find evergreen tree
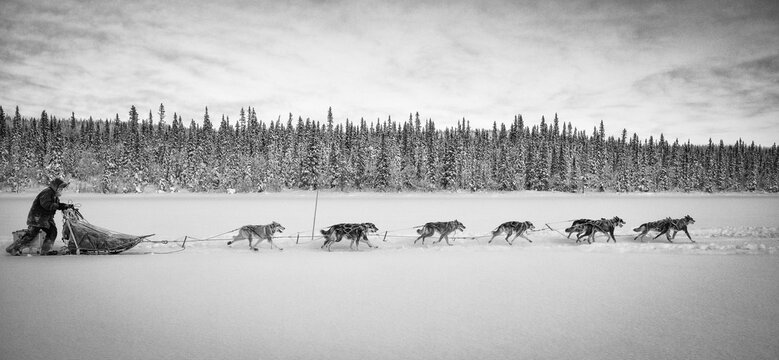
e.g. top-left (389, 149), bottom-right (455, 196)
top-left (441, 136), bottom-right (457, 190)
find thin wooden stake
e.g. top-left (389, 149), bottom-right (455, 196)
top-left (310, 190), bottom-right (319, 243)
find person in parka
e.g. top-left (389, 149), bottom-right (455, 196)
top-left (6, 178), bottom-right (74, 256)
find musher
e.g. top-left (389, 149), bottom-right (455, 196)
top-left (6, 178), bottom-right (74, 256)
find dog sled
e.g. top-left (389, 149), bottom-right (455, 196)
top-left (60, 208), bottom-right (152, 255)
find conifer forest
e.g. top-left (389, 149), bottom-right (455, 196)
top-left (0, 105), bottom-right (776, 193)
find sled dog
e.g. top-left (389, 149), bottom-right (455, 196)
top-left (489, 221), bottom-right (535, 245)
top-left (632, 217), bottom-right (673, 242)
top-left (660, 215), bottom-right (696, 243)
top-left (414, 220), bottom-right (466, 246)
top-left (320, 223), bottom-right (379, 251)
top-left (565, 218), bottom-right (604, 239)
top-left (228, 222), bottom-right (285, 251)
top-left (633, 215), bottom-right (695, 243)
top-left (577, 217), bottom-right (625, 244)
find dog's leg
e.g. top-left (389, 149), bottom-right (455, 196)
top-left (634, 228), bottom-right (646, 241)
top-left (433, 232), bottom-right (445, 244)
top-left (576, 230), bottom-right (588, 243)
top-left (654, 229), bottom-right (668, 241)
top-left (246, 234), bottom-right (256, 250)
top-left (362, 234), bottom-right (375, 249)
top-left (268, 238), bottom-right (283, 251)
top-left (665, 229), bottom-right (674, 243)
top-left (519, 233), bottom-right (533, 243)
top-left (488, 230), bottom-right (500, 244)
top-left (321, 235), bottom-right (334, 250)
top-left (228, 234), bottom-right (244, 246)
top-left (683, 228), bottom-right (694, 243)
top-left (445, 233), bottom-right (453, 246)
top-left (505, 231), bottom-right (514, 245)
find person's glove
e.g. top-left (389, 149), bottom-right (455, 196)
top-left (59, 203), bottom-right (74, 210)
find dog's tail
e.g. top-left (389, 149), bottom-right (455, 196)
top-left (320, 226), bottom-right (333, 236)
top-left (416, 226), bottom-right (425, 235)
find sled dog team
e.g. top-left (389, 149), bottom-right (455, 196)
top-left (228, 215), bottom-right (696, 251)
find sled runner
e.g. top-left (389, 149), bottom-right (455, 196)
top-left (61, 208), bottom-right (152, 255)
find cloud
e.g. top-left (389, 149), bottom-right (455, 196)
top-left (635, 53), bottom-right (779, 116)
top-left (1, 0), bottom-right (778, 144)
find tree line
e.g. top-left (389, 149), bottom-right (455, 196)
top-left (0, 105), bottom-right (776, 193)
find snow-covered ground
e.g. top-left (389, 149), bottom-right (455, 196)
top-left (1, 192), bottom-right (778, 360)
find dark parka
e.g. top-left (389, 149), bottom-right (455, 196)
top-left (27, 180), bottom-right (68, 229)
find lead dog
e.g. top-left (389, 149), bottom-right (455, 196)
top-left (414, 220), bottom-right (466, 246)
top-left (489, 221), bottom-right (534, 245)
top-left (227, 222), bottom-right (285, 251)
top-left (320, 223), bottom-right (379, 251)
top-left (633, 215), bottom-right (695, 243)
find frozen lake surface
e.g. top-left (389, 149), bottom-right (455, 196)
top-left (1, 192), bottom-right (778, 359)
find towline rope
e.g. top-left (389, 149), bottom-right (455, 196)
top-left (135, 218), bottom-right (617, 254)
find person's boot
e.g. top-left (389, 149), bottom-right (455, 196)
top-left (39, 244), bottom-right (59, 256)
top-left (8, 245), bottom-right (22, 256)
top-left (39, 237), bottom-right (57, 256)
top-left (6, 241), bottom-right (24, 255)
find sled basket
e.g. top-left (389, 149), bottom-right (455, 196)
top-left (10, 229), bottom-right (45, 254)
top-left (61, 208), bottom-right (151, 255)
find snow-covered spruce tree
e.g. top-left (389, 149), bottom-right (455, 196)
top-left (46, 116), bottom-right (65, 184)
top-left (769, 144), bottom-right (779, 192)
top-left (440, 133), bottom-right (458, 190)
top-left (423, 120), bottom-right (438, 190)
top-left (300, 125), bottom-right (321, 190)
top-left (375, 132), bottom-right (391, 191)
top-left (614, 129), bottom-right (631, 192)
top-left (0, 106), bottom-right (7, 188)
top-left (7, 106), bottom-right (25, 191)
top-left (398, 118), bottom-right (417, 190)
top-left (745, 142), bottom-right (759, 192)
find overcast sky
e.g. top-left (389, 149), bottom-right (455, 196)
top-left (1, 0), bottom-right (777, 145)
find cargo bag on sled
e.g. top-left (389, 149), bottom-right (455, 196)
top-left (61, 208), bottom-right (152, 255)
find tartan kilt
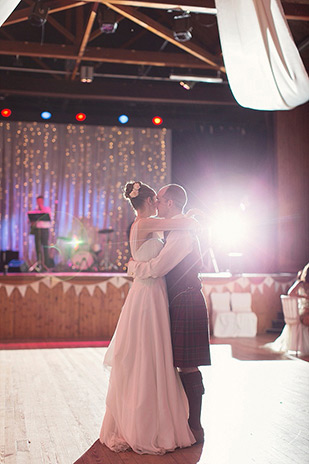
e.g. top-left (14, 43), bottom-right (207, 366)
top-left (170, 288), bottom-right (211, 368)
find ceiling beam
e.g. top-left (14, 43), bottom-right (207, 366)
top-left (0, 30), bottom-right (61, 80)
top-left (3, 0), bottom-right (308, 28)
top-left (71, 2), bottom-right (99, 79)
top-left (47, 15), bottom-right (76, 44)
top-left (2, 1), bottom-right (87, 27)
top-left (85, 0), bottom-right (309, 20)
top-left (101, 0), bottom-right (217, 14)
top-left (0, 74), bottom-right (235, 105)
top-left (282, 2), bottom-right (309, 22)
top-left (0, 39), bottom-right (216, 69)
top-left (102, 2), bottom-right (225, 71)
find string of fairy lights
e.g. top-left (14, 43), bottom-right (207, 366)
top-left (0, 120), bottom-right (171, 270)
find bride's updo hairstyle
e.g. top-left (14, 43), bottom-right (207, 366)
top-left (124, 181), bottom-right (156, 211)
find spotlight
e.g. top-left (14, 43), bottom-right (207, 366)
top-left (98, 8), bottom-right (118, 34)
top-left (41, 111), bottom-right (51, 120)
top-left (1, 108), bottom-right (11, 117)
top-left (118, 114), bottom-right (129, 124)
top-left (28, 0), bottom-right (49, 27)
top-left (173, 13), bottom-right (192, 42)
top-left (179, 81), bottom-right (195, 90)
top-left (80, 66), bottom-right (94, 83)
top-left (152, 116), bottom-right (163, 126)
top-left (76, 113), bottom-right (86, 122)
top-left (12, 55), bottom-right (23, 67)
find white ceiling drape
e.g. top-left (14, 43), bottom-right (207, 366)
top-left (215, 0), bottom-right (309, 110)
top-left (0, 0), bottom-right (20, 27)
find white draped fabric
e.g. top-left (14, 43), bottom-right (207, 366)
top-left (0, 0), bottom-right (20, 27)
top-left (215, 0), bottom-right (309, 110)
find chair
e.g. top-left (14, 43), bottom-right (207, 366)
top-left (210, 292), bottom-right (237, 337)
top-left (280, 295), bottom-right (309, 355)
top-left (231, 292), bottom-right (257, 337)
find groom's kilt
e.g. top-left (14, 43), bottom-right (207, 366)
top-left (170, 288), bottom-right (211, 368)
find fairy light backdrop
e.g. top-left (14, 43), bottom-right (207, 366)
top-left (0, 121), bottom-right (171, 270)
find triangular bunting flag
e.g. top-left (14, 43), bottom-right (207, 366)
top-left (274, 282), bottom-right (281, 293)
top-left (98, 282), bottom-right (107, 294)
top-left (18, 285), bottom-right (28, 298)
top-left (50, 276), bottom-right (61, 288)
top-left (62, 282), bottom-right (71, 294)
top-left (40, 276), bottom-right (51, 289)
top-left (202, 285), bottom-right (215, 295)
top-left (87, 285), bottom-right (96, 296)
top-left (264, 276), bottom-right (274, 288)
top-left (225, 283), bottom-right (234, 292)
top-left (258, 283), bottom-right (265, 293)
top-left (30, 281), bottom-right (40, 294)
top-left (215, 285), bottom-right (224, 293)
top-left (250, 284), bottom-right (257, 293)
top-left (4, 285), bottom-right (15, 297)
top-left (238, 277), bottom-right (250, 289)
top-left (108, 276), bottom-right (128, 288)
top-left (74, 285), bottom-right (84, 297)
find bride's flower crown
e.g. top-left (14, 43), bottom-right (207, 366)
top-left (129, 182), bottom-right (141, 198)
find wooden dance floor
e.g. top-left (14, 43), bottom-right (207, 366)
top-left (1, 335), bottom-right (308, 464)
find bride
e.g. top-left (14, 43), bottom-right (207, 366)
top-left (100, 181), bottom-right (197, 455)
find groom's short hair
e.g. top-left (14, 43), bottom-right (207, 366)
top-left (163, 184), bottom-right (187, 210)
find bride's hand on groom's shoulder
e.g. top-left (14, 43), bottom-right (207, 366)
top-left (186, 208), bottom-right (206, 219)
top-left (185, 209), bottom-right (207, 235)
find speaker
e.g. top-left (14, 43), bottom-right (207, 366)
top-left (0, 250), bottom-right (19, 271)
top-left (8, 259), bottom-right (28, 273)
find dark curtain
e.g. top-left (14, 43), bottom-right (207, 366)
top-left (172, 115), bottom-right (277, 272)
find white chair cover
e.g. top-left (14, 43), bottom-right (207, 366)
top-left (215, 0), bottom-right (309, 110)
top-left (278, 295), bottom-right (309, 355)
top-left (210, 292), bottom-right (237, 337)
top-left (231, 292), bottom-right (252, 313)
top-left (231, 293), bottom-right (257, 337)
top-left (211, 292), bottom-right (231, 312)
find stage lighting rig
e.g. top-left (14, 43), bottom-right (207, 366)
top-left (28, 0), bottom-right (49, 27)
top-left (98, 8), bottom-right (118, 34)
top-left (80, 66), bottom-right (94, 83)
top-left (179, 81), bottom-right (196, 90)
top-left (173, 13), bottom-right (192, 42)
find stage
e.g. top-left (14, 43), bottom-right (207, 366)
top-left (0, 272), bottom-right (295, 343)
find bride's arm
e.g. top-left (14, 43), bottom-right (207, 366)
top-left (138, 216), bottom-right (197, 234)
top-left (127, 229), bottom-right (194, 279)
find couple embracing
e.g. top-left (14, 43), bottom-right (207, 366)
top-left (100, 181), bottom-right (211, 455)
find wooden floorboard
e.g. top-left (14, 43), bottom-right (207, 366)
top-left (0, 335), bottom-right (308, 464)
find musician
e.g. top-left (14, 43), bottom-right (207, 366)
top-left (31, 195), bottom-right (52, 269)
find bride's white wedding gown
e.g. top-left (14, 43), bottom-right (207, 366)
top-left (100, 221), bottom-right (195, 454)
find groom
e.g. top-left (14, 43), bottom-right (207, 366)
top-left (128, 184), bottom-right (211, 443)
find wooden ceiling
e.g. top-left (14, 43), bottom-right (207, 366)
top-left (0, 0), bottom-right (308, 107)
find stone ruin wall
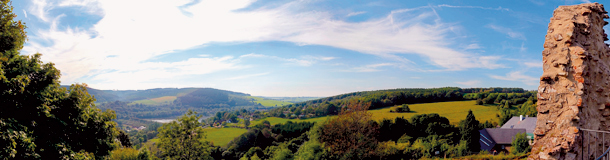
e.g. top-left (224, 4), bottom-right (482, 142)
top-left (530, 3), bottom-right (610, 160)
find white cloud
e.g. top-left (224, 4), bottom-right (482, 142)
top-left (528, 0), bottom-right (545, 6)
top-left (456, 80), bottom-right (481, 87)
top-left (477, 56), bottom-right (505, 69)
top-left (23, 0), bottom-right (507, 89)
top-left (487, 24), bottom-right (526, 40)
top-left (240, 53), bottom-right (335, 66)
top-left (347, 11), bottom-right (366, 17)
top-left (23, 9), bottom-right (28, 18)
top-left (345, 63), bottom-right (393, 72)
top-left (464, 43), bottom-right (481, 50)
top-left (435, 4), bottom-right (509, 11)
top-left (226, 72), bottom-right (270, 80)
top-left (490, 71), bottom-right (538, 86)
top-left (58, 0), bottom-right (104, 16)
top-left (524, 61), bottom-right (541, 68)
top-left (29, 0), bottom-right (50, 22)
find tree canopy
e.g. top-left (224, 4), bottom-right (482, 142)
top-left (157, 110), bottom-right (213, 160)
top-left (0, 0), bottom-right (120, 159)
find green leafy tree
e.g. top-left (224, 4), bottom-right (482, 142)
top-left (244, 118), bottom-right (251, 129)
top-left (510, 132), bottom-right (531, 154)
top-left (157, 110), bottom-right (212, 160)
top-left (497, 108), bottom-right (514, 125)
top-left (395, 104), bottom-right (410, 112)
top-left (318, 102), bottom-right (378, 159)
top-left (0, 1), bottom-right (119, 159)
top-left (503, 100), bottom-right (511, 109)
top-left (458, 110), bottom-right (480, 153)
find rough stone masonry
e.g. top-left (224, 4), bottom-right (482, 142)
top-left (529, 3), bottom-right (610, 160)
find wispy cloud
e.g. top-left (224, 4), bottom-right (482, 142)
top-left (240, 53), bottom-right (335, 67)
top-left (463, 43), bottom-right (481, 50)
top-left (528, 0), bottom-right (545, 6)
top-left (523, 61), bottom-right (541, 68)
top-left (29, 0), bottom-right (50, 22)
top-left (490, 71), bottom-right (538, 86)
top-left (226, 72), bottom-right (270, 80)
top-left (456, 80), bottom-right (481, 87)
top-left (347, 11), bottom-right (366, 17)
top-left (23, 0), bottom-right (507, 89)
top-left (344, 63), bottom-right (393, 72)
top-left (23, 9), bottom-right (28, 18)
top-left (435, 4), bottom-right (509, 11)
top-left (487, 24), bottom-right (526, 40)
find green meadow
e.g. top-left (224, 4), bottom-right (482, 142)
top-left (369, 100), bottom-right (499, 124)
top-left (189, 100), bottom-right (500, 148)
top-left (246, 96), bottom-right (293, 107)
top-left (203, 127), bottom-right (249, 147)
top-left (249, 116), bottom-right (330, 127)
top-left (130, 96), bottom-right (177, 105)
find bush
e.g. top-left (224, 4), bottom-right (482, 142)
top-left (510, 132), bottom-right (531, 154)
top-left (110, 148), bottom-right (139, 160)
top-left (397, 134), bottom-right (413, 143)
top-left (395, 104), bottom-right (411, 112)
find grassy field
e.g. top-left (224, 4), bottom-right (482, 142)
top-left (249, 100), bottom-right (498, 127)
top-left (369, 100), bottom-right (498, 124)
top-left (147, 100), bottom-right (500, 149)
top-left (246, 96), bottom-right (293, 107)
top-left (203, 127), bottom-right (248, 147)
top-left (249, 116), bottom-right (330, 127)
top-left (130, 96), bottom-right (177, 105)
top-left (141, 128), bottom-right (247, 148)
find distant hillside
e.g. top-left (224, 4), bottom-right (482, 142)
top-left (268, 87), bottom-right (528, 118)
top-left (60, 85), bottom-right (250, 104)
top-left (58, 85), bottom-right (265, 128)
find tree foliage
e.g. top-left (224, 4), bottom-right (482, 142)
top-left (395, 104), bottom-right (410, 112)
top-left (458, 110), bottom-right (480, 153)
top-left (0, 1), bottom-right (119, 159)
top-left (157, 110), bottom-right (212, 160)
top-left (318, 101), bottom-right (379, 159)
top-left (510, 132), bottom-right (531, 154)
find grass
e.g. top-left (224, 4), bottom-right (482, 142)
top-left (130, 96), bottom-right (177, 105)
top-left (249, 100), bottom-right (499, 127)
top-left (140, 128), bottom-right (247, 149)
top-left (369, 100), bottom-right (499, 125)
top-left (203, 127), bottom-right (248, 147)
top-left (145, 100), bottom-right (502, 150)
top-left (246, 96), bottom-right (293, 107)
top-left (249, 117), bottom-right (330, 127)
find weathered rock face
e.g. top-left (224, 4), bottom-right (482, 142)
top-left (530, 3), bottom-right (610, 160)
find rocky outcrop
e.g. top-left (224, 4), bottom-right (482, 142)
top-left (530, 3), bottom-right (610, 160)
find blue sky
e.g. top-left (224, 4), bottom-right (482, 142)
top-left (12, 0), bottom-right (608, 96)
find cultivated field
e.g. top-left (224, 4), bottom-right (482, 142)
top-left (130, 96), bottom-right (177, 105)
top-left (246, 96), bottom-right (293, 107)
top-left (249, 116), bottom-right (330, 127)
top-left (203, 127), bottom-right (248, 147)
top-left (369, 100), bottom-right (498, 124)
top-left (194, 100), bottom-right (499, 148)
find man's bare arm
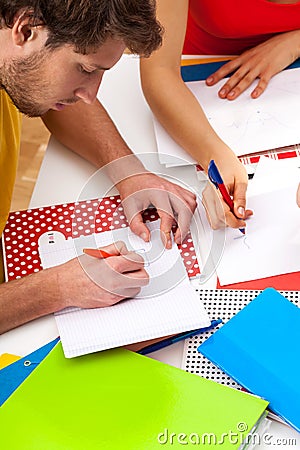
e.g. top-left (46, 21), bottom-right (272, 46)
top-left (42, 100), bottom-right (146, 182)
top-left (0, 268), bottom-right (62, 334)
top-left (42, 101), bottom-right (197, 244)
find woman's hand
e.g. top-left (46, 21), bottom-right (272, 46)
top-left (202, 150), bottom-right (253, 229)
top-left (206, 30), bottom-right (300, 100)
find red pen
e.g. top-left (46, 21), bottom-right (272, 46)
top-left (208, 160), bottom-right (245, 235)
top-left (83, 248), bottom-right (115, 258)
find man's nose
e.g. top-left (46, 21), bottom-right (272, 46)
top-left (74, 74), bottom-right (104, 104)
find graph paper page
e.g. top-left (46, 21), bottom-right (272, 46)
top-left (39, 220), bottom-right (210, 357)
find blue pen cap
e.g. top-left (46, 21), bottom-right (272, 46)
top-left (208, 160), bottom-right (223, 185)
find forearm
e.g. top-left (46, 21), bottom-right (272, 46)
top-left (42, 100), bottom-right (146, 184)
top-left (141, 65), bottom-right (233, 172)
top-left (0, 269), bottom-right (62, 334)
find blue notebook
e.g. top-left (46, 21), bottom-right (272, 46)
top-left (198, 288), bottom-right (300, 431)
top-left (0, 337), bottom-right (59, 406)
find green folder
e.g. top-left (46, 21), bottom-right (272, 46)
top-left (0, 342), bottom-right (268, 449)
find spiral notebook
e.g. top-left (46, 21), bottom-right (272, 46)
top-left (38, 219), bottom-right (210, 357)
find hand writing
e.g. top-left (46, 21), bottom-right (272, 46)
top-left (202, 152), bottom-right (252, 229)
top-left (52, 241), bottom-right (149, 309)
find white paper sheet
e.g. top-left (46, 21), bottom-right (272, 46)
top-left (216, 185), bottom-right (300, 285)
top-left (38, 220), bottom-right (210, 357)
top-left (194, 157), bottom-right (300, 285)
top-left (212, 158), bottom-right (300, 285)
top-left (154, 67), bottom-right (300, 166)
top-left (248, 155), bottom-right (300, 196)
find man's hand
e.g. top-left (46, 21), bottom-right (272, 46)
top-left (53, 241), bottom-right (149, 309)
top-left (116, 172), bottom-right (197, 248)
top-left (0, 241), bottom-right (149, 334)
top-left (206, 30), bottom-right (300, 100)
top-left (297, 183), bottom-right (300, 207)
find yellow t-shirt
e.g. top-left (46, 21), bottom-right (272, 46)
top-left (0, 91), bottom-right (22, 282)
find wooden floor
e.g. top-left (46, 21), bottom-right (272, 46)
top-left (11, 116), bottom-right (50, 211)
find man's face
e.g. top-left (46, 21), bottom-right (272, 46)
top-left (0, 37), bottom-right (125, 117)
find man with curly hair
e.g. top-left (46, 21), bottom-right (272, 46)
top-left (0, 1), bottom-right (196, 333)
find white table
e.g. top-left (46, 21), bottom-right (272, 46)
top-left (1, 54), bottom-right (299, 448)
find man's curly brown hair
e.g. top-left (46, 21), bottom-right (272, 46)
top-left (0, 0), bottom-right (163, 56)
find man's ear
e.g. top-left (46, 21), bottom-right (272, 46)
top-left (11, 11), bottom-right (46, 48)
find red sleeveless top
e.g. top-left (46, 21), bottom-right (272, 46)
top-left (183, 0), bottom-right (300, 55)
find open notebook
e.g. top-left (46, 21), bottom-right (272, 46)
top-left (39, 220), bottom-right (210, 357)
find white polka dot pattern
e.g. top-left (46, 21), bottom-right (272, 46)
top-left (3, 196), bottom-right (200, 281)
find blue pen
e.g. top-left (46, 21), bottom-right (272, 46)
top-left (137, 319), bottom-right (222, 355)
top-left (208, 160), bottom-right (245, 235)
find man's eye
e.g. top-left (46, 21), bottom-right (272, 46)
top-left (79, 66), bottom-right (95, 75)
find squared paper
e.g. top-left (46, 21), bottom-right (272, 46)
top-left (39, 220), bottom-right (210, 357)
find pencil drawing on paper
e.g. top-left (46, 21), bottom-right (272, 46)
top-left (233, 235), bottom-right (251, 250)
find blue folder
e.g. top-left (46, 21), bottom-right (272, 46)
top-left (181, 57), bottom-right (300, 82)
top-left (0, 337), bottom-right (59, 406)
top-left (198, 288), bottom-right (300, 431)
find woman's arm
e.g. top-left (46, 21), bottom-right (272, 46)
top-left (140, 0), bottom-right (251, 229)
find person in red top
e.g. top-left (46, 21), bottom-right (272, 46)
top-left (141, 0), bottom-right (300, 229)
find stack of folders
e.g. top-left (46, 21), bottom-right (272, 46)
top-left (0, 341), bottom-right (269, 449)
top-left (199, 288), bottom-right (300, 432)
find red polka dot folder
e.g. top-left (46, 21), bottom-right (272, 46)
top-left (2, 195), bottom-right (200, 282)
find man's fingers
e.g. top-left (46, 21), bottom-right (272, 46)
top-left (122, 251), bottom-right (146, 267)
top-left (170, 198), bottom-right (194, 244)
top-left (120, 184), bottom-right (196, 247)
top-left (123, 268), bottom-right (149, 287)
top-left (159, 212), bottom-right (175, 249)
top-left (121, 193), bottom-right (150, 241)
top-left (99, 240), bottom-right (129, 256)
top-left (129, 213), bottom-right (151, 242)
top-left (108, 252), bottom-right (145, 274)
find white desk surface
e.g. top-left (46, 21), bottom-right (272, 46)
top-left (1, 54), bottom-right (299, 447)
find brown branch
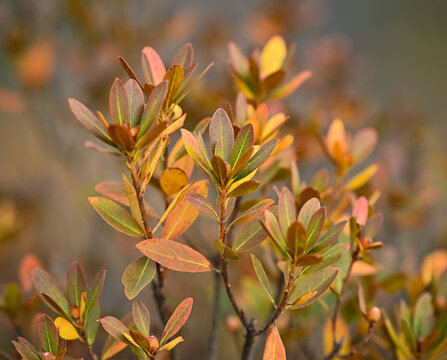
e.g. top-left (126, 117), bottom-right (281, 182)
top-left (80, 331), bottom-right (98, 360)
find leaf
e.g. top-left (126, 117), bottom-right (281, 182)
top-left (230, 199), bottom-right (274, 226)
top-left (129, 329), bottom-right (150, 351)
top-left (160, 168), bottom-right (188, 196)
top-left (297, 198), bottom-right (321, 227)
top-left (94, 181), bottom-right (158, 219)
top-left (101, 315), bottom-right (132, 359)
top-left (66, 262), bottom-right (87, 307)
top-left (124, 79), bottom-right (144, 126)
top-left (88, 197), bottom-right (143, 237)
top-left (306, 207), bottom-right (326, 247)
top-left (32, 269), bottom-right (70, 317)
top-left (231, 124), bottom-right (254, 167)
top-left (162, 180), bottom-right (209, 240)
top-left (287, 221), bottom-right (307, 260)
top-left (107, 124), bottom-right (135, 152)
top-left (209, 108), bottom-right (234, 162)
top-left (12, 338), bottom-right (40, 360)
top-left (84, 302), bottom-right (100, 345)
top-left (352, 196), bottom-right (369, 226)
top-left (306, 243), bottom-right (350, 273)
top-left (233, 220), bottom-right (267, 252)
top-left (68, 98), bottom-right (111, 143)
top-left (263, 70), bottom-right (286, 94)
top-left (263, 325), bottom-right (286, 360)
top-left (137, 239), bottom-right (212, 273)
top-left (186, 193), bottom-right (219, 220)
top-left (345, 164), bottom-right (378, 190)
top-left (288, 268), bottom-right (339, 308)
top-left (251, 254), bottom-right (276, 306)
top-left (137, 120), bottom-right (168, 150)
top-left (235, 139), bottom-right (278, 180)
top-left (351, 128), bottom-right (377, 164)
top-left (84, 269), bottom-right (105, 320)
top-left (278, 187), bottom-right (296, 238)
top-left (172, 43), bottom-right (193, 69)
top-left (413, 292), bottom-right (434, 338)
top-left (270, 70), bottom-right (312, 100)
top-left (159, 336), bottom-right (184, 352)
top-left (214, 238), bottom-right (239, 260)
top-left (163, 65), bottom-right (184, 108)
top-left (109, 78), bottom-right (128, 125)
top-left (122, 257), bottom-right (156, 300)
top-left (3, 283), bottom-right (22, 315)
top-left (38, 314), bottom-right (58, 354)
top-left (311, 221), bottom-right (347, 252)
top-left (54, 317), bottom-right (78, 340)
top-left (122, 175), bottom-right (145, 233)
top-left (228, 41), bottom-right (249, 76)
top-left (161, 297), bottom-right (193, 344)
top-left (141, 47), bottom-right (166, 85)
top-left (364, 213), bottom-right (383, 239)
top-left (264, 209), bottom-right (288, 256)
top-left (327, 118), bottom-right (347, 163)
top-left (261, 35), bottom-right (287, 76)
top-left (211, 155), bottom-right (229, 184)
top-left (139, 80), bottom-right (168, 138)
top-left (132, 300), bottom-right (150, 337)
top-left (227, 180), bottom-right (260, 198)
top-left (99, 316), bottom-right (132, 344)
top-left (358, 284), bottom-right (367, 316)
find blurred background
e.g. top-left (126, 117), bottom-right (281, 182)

Problem details. Look above for the line that contains "find distant hillside". Starting there, transcribe every line exactly until you have copied the line that contains "find weathered rock face".

Result of the task.
find distant hillside
e.g. top-left (224, 4), bottom-right (482, 142)
top-left (268, 87), bottom-right (528, 118)
top-left (60, 85), bottom-right (250, 104)
top-left (58, 85), bottom-right (265, 128)
find tree foliage
e.g. top-left (224, 4), bottom-right (482, 142)
top-left (395, 104), bottom-right (410, 112)
top-left (458, 110), bottom-right (480, 153)
top-left (0, 1), bottom-right (119, 159)
top-left (157, 110), bottom-right (212, 160)
top-left (318, 101), bottom-right (379, 159)
top-left (510, 132), bottom-right (531, 154)
find grass
e.g. top-left (224, 4), bottom-right (482, 142)
top-left (130, 96), bottom-right (177, 105)
top-left (249, 100), bottom-right (499, 127)
top-left (140, 128), bottom-right (247, 149)
top-left (369, 100), bottom-right (499, 125)
top-left (203, 127), bottom-right (248, 147)
top-left (145, 100), bottom-right (502, 150)
top-left (246, 96), bottom-right (293, 107)
top-left (249, 117), bottom-right (330, 127)
find weathered rock face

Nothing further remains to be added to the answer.